About this exercise – Whichever lines of the material contain "rope", copy each of them.

Exercise inputs –
=== Begin Enclosure ===

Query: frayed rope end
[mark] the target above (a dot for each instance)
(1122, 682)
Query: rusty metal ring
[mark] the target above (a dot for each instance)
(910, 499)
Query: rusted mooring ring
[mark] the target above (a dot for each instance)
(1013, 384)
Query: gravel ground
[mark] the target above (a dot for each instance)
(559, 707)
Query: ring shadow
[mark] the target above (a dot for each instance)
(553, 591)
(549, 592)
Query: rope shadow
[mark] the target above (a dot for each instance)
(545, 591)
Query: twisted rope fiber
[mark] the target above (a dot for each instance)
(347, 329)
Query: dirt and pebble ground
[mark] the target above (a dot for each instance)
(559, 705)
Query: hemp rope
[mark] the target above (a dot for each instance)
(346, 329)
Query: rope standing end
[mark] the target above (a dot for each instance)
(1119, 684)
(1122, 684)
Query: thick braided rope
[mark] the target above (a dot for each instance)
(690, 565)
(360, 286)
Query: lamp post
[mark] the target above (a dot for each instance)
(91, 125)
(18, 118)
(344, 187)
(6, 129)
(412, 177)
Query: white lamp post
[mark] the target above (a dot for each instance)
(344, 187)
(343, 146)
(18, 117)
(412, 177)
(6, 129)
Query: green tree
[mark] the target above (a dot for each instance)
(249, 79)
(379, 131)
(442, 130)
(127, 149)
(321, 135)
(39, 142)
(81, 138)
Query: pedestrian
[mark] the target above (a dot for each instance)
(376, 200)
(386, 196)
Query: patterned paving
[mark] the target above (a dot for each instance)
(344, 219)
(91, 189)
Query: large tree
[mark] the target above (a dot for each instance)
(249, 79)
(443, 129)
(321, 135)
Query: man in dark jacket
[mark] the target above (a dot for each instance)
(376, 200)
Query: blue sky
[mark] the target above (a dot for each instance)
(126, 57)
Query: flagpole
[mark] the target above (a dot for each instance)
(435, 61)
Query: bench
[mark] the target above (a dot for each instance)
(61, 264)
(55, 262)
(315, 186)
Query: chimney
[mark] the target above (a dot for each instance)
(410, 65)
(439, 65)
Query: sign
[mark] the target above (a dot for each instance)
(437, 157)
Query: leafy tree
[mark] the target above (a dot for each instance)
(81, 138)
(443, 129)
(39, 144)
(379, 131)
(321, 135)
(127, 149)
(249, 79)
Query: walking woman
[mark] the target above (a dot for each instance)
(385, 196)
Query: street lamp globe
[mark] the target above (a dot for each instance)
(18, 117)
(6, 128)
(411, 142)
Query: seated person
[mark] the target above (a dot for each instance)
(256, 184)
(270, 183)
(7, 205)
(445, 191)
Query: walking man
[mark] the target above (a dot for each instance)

=== End Enclosure ===

The completed task –
Query: frayed rope end
Query: rope shadow
Query: twisted rope fiber
Query: hemp rope
Query: rope standing end
Query: thick braided rope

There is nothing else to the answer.